▶ [Extracted information]
==*==

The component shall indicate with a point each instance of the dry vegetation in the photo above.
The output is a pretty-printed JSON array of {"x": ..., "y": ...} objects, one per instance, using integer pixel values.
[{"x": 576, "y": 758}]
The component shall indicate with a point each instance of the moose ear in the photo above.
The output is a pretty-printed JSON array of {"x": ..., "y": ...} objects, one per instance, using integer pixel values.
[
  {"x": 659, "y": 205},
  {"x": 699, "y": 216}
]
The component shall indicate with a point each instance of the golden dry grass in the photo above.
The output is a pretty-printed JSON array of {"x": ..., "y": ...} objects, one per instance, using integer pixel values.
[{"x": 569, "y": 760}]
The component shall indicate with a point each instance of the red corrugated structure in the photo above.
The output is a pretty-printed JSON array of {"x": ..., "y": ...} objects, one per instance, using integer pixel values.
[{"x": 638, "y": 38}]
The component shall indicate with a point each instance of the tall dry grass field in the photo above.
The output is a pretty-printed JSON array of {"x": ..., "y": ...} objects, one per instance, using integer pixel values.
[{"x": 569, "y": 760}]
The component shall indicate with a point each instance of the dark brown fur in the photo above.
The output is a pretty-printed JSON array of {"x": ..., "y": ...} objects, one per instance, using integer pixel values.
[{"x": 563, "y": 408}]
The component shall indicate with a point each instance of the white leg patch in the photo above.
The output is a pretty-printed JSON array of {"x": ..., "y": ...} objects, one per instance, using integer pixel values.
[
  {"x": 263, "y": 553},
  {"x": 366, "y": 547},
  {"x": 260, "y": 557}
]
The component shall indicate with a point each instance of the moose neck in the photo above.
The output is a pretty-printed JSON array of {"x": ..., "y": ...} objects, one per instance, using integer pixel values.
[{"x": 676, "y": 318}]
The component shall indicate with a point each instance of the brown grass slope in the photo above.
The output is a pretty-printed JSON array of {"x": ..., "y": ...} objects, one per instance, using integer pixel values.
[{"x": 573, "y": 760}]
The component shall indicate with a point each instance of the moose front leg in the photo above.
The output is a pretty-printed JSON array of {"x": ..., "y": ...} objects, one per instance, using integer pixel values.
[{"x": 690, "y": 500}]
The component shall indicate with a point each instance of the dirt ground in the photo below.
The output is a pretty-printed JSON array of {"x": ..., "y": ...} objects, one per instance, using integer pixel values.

==*==

Check the entries above for the word "grass" and copy every line where it turns up.

▶ [Completed exercise]
The component shall indicate with a point each instance of the golden dry grass in the photo above.
The component shall indicate with a point each instance of the tall dry grass field in the photo above.
The component shall indicate with a point each instance of the brown grass slope in the photo above.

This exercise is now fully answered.